§ REQUIREMENT:
Find each line below that contains the string "xmlns", and copy those lines out in full. Match case exactly.

§ GIVEN DATA:
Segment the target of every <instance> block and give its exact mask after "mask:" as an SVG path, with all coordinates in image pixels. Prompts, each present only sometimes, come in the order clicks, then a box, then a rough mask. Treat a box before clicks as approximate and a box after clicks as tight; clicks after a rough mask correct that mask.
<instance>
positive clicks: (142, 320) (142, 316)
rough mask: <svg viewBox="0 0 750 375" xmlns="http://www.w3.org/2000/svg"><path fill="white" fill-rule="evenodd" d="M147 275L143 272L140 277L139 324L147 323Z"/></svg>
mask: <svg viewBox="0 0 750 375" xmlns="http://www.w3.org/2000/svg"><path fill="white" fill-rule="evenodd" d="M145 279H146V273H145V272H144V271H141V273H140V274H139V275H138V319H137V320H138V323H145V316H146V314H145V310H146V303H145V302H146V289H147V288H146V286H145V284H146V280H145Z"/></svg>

--

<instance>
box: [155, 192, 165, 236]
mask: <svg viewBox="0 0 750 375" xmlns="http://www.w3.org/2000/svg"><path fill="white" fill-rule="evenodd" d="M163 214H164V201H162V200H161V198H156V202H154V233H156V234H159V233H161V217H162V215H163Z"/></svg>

§ RESPONSE AREA:
rough mask: <svg viewBox="0 0 750 375" xmlns="http://www.w3.org/2000/svg"><path fill="white" fill-rule="evenodd" d="M147 275L143 272L140 277L139 324L147 323Z"/></svg>
mask: <svg viewBox="0 0 750 375" xmlns="http://www.w3.org/2000/svg"><path fill="white" fill-rule="evenodd" d="M145 279H146V273H145V272H144V271H141V273H140V274H139V275H138V319H137V320H138V323H145V316H146V314H145V310H146V303H145V302H146V289H147V288H146V286H145V284H146V280H145Z"/></svg>
mask: <svg viewBox="0 0 750 375" xmlns="http://www.w3.org/2000/svg"><path fill="white" fill-rule="evenodd" d="M163 214H164V201H162V200H161V198H156V202H154V233H156V234H159V233H161V217H162V215H163Z"/></svg>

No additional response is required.